- **Problem statement**
Reproduce each of the following records verbatim, omitting the pictures from your transcription.

- **Data provided**
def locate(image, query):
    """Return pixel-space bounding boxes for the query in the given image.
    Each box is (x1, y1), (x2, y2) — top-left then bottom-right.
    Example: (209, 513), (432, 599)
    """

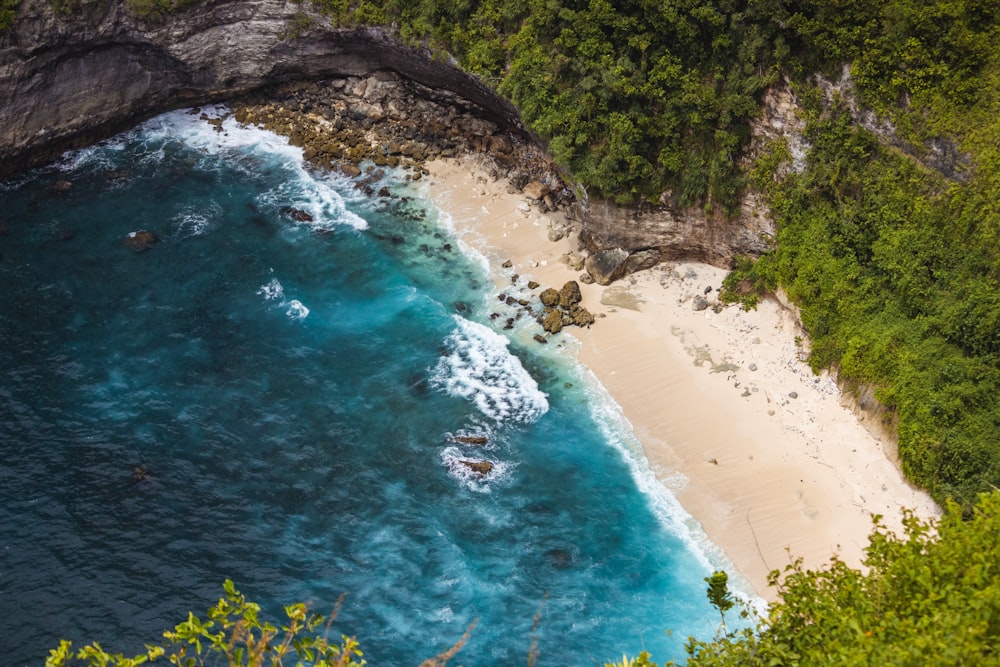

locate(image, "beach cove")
(427, 155), (940, 600)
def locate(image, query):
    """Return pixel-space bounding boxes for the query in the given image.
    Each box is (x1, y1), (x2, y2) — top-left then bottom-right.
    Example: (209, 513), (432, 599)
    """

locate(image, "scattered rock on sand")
(538, 287), (561, 308)
(542, 308), (563, 333)
(559, 280), (583, 308)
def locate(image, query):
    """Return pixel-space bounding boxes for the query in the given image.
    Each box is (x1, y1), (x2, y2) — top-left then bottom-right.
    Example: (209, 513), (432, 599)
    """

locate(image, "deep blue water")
(0, 112), (716, 666)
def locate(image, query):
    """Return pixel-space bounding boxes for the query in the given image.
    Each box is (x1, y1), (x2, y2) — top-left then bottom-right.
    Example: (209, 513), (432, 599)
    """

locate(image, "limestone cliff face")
(0, 0), (784, 272)
(581, 84), (796, 276)
(0, 0), (526, 175)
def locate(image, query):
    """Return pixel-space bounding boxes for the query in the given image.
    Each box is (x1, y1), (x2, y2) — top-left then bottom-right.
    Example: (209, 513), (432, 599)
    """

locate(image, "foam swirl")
(431, 316), (549, 422)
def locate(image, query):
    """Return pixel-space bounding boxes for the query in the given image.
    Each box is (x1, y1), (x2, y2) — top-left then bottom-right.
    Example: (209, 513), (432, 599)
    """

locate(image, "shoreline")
(425, 155), (940, 601)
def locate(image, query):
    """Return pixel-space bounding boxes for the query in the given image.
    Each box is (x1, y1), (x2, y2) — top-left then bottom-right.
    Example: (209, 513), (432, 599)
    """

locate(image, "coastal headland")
(0, 0), (938, 598)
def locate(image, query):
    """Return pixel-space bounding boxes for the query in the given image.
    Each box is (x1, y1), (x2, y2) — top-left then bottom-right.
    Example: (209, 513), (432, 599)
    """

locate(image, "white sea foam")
(257, 278), (309, 320)
(53, 132), (135, 173)
(172, 202), (222, 239)
(441, 447), (513, 493)
(431, 316), (549, 422)
(257, 278), (285, 301)
(581, 369), (753, 600)
(285, 299), (309, 320)
(140, 105), (368, 230)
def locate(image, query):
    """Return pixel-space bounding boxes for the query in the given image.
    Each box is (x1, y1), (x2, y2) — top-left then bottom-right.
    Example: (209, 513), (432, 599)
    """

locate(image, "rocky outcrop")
(580, 84), (809, 274)
(0, 0), (529, 175)
(580, 195), (774, 272)
(814, 65), (973, 183)
(0, 0), (788, 276)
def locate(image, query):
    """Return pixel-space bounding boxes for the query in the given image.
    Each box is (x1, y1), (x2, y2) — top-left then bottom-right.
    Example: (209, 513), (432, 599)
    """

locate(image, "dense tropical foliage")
(315, 0), (1000, 508)
(7, 0), (1000, 666)
(668, 492), (1000, 667)
(46, 492), (1000, 667)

- **Full output**
def locate(image, query):
    """Return pixel-space bounding boxes for the query in the given image.
    Each box is (x1, y1), (x2, y2) — top-left then bottom-right.
    Example: (209, 513), (432, 599)
    """


locate(image, "beach cove")
(427, 155), (940, 600)
def locate(image, query):
    """Return pixel-space bounding boxes for the query in the given image.
    Each box is (x1, y1), (x2, y2) — top-left then bottom-right.
    Example: (209, 513), (432, 599)
    """

locate(image, "scattered rock on sand")
(538, 287), (561, 308)
(542, 308), (563, 333)
(559, 280), (583, 308)
def locate(image, query):
    """Return pixel-space bounding boxes for the query in the given image.
    Each box is (x1, y1), (x2, y2) — top-left then bottom-right.
    Example: (209, 513), (432, 599)
    """

locate(image, "deep blue water")
(0, 112), (716, 666)
def locate(image, query):
    """Return pixel-space bounding boxes for the query in the given image.
    Each box is (x1, y1), (x2, y2) — top-left then bottom-right.
    Example: (209, 513), (432, 599)
    """

locate(image, "limestone cliff face")
(0, 0), (784, 272)
(581, 84), (796, 276)
(0, 0), (526, 175)
def locate(image, query):
    """Return pixel-space bounding boxes for the query in the given image.
    Each box is (x1, y1), (x2, y2) — top-left then bottom-right.
    Example: (209, 513), (432, 599)
    """

locate(image, "foam swirl")
(431, 316), (549, 422)
def locate(image, query):
    """Return pixel-space bounding boxes for the query in the given image.
    Each box is (x1, y1), (x2, y2) — top-left then bottom-right.
    Example: (209, 513), (432, 599)
    """

locate(image, "shoreline")
(425, 155), (940, 601)
def locate(image, query):
    """Return pixel-space bounding boxes for the query in the given image.
    Each box is (x1, y1), (x2, y2) — top-left then bottom-right.
    Example: (209, 513), (432, 599)
    """

locate(image, "coastal headland")
(0, 0), (938, 598)
def locate(image, query):
    """Return pixel-space bounding boxes for the query in the given image.
    Each box is (x1, y1), (x2, y2) — top-left then bottom-right.
    Example: (209, 513), (432, 599)
    """

locate(image, "white sea foam")
(257, 278), (309, 320)
(53, 132), (135, 173)
(172, 202), (222, 239)
(441, 447), (513, 493)
(431, 316), (549, 422)
(257, 278), (285, 301)
(581, 369), (753, 600)
(285, 299), (309, 320)
(140, 105), (368, 230)
def locate(image, query):
    """Return pixel-space bounding boxes for the query in the given image.
    Each box is (x1, y1), (x2, y2) — top-left then bottom-right.
    Example: (209, 513), (432, 599)
    """

locate(image, "rocky outcrop")
(580, 84), (809, 274)
(0, 0), (529, 175)
(580, 195), (774, 272)
(814, 65), (973, 183)
(0, 0), (788, 276)
def locate(image, query):
    """Return pixel-space bounding boxes for the query in the given image.
    Each box is (x1, y1), (x2, y2) — top-left then bottom-right.
    Example: (209, 513), (432, 599)
    """

locate(image, "dense tropical foliage")
(315, 0), (1000, 508)
(7, 0), (1000, 666)
(668, 492), (1000, 667)
(46, 492), (1000, 667)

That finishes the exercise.